= DOCUMENT EXCERPT =
--*--

Recognizing this history, what universal lessons, if any, are specific to lawyers and judges? Why did the lawyers and judges prove to be so weak, pliable, and accommodating? I will not even get into the how this could have happened. There are so many related questions and inquiries.
Experience shows the necessity for the rule of law and an independent judiciary, regardless of social system. I would say that is true under capitalism, socialism or really any system. Without the rule of law and an independent judiciary, there is no ultimate protection for individuals who are different because of religion, race, sex, sexual preference or political perspective (and even that may not be enough). The history of fascism shows what happens when legal machinery is fastened to a totalitarian project. The law transforms into a form of justification for ludicrous ends. The often tenuous relationship between law and justice is sundered. Lawyers and judges become mouthpieces for monsters.
The roles of lawyer and judge are both subject to opportunism and careerism. The perception of personal advancement can dictate going along, not rocking any boat, and, as happened with Nazism, degenerating into moral bankruptcy. Why so many went along and so few resisted is sobering. Personal profit, fear, anti-semitism, and a sick pride in being part of the Volk may all be reasons. Some took advantage of Jewish misfortune and did personally profit.

--*--

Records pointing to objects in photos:
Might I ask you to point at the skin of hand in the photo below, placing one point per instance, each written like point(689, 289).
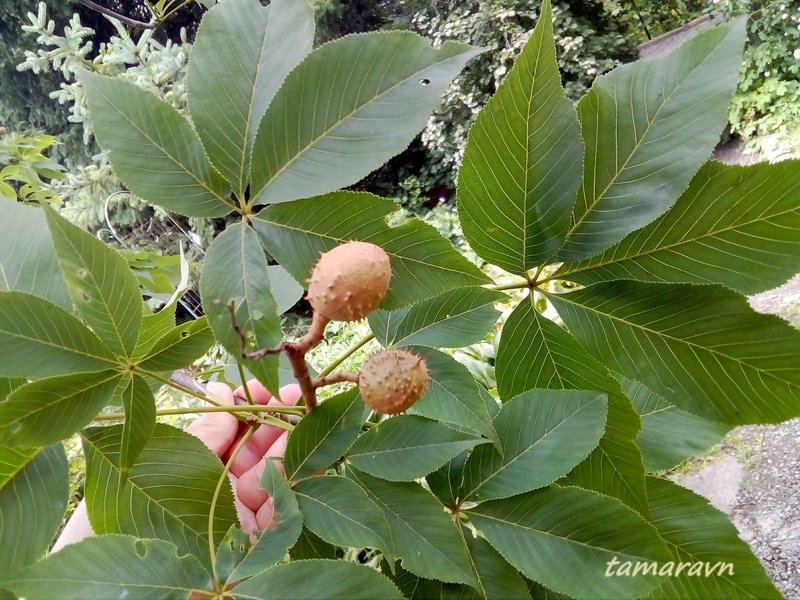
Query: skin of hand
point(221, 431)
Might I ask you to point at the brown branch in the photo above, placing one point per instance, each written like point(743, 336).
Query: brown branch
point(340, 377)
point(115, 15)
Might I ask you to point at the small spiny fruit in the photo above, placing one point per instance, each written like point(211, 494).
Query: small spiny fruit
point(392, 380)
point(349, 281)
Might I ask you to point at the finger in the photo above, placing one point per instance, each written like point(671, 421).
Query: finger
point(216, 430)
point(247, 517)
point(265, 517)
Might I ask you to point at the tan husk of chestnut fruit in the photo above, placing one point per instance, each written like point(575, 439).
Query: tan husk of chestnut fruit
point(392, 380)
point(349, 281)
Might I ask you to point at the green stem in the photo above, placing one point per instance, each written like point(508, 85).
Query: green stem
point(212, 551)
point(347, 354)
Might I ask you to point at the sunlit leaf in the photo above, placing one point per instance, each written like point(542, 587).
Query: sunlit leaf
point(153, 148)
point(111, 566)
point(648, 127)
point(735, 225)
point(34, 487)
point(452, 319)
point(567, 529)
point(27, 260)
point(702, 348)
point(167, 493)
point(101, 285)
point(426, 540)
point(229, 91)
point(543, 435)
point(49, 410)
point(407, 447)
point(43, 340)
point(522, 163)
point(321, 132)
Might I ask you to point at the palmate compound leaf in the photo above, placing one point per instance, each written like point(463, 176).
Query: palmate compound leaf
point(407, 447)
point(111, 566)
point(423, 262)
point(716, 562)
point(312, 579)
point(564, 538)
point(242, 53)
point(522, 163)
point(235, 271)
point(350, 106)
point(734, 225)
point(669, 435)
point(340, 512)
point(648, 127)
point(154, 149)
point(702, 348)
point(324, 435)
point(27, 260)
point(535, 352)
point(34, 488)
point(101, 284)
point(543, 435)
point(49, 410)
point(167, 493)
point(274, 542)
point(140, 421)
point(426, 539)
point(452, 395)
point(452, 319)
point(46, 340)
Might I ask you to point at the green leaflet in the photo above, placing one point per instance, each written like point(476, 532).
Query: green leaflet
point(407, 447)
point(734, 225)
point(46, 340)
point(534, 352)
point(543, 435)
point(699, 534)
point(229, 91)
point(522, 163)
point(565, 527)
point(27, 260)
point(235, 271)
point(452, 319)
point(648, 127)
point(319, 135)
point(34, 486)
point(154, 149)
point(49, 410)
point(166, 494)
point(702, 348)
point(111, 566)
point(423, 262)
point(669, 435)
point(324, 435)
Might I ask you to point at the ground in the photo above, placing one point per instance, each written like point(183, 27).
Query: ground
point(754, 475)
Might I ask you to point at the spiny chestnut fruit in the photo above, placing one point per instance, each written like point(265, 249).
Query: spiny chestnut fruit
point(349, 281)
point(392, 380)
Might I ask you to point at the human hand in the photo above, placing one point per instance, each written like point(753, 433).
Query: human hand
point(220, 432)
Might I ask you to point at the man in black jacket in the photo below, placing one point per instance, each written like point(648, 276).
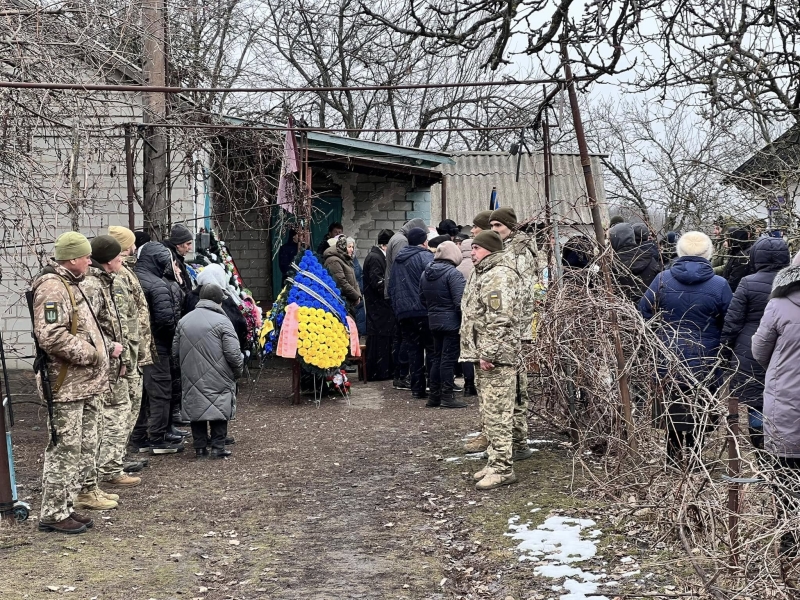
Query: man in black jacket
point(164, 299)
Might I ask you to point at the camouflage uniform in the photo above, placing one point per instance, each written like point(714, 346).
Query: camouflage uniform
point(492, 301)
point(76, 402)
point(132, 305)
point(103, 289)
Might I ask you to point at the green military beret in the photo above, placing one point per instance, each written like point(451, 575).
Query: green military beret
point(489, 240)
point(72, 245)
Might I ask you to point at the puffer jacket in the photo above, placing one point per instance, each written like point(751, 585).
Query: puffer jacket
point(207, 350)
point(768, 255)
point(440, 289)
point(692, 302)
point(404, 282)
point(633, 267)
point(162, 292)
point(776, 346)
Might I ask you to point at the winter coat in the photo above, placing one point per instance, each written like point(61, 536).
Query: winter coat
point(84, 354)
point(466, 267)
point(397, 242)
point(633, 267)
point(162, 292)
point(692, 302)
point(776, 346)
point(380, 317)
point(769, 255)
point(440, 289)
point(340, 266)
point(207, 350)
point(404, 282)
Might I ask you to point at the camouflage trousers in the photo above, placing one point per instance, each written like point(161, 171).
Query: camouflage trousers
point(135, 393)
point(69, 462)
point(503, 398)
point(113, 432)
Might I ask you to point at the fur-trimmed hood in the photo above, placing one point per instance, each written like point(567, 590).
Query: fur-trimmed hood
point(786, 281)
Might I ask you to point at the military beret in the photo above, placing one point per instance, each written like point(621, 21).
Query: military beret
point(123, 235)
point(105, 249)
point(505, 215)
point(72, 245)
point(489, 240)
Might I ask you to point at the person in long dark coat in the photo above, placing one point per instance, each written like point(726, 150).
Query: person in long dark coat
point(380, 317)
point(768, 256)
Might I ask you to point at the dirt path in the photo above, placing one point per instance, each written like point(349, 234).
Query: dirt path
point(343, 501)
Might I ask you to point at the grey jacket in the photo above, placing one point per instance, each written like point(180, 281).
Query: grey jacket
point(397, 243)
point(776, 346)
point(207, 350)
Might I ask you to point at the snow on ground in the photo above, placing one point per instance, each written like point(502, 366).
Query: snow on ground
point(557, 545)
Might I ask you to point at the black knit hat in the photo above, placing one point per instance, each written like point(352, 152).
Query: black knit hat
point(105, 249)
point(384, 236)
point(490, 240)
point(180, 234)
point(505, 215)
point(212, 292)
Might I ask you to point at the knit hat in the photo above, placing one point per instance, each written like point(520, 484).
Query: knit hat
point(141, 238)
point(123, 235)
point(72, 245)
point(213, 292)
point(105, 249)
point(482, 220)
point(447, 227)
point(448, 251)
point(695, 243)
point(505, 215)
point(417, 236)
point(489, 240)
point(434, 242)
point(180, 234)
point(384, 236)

--*--

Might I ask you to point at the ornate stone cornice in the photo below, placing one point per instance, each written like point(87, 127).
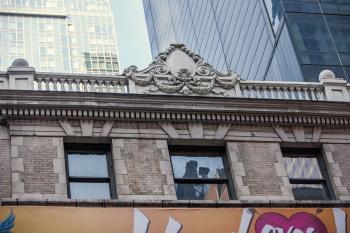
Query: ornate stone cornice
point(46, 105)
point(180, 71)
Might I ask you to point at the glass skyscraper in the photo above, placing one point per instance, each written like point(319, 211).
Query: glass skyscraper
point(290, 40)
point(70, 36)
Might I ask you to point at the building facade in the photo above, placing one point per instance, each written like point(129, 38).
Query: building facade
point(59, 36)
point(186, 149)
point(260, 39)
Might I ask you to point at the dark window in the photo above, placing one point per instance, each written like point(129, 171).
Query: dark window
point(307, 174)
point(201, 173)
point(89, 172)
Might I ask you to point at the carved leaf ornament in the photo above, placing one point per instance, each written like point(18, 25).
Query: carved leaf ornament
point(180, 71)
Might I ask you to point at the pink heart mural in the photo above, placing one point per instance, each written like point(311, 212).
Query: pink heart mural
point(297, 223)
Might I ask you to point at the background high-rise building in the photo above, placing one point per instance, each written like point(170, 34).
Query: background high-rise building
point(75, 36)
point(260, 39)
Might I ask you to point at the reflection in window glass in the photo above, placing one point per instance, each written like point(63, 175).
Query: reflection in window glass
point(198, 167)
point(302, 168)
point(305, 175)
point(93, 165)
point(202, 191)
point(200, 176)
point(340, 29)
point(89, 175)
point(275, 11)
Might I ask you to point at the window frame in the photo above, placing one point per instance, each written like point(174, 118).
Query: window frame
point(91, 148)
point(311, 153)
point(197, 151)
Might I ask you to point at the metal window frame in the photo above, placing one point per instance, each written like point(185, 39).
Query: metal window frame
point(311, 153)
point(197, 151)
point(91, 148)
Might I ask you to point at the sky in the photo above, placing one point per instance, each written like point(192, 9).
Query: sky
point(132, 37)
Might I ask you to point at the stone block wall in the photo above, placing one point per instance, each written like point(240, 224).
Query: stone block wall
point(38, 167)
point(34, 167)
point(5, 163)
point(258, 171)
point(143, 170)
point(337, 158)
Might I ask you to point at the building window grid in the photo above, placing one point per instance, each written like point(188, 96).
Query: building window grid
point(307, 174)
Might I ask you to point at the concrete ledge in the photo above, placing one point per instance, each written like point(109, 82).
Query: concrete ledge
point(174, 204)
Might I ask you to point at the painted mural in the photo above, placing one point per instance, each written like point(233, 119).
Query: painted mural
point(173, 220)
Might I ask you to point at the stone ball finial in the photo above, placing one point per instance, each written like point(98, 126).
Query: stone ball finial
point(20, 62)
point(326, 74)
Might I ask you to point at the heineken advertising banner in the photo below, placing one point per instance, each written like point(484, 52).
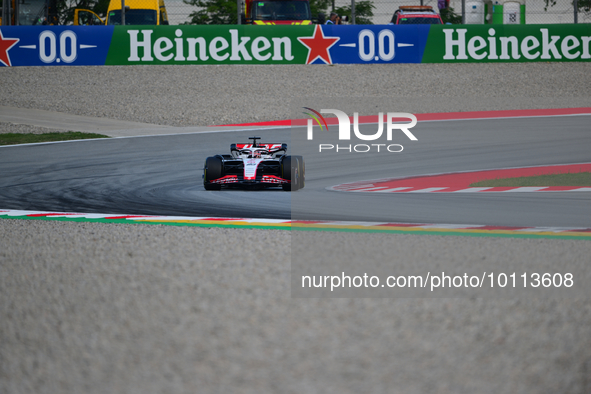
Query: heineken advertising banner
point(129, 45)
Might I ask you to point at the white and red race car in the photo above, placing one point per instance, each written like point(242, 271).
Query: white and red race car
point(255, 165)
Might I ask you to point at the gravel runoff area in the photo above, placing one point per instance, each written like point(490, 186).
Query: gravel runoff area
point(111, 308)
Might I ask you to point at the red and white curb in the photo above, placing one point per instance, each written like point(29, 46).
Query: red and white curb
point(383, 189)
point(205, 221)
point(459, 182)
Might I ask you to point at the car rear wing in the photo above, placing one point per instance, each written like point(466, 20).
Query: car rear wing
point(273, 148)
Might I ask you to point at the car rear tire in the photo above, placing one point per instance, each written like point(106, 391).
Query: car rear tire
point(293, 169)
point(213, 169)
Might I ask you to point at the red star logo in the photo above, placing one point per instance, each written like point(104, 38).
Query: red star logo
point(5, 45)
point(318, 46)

--*--

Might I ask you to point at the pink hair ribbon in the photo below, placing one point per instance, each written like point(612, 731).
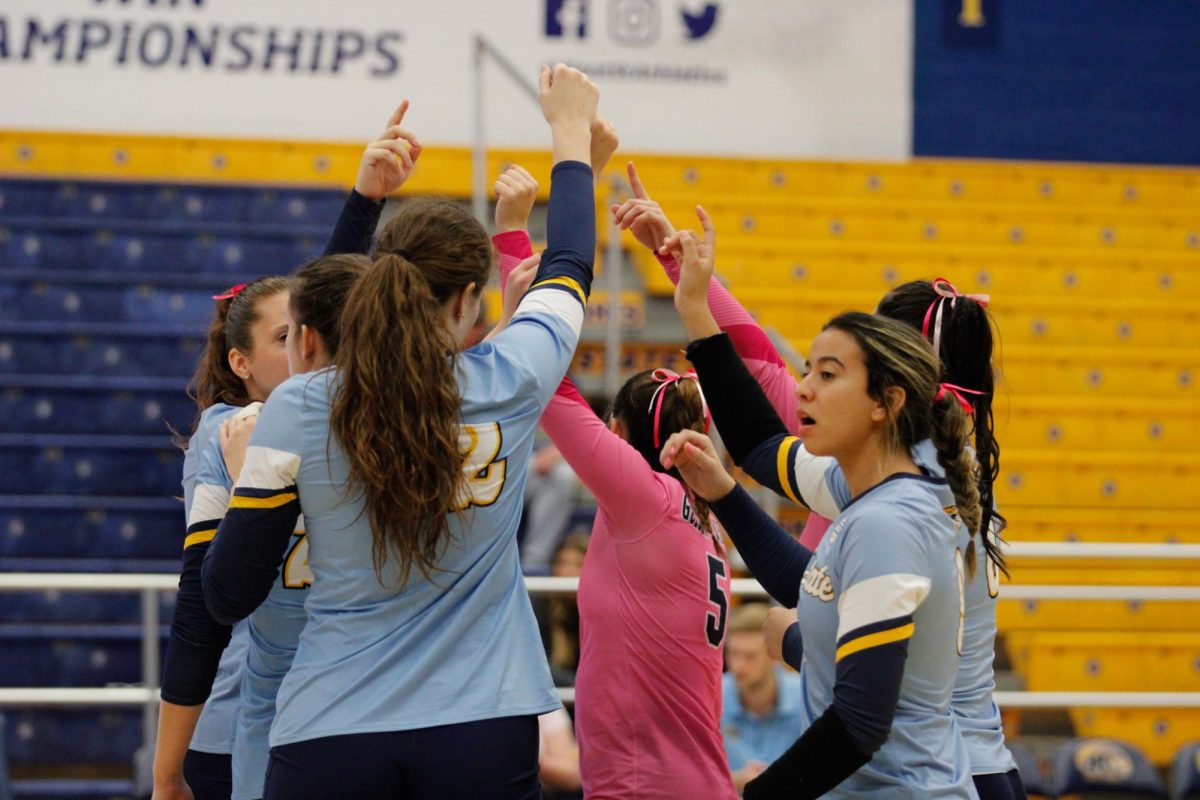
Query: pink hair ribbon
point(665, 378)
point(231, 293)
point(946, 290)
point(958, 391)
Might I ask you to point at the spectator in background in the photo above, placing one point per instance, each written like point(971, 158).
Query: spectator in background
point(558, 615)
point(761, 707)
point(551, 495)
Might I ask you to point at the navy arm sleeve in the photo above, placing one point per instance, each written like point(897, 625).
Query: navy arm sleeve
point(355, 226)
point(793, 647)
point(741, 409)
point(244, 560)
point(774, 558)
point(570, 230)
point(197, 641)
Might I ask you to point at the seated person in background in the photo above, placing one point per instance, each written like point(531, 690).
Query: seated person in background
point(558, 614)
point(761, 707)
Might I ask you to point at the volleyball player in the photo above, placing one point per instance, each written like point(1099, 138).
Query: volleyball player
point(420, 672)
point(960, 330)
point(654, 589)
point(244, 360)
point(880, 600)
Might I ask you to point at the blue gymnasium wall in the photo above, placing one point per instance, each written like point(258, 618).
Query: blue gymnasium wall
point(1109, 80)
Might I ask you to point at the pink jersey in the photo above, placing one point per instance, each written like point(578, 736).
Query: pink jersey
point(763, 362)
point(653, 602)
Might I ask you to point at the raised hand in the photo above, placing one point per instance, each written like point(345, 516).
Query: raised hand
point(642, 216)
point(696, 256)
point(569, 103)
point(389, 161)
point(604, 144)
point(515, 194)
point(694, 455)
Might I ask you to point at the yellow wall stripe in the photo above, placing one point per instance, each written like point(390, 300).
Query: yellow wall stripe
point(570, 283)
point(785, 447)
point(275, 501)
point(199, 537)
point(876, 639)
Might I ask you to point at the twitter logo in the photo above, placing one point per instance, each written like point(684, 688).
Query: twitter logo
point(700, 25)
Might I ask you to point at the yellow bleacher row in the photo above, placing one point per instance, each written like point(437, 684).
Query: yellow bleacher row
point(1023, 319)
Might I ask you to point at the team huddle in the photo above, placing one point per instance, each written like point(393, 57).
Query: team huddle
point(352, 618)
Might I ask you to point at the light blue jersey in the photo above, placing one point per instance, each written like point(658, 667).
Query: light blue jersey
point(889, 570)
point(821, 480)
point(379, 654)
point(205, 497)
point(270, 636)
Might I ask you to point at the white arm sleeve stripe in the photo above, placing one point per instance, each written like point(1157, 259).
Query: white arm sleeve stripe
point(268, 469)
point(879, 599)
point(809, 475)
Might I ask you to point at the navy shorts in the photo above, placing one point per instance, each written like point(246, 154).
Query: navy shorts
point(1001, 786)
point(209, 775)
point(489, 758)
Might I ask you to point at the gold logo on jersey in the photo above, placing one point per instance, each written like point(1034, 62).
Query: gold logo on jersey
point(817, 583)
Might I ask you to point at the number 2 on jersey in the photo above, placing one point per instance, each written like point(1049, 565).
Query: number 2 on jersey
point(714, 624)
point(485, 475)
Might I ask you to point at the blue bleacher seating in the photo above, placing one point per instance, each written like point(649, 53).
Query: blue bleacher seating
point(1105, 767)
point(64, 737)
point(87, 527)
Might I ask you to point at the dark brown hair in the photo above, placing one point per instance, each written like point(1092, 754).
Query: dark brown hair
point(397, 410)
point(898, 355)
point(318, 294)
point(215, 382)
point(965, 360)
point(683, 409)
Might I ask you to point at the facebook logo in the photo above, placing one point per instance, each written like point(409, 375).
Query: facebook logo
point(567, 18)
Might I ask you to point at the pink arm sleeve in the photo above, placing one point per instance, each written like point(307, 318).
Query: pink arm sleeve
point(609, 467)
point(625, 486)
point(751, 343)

--*--

= DIRECTIVE 1 =
Repeat the text on lawyers and judges under Nazism from "The roles of" up to and including "did personally profit.".
= DIRECTIVE 2 =
Pick up the text on lawyers and judges under Nazism after its last sentence and carry it forward.
These items were taken from a different source than the text.

= TASK OUTPUT 1 =
The roles of lawyer and judge are both subject to opportunism and careerism. The perception of personal advancement can dictate going along, not rocking any boat, and, as happened with Nazism, degenerating into moral bankruptcy. Why so many went along and so few resisted is sobering. Personal profit, fear, anti-semitism, and a sick pride in being part of the Volk may all be reasons. Some took advantage of Jewish misfortune and did personally profit.

= TASK OUTPUT 2 =
The idea of universal human rights was apparently an abstraction with no payoffs. It doesn’t appear too many lawyers or judges calculated there was a problem when the anti-Jewish laws came along. Demonizing the other apparently resulted in a stronger feeling of identity for the remaining members of the profession. For those who may have harbored doubts, the cost/benefit ratio probably was cautionary. As the Nazis consolidated power, the risks in opposition heightened. Nevertheless, the lack of principled opposition to the Nazis is a permanent stain and a forever disgrace on the German legal profession.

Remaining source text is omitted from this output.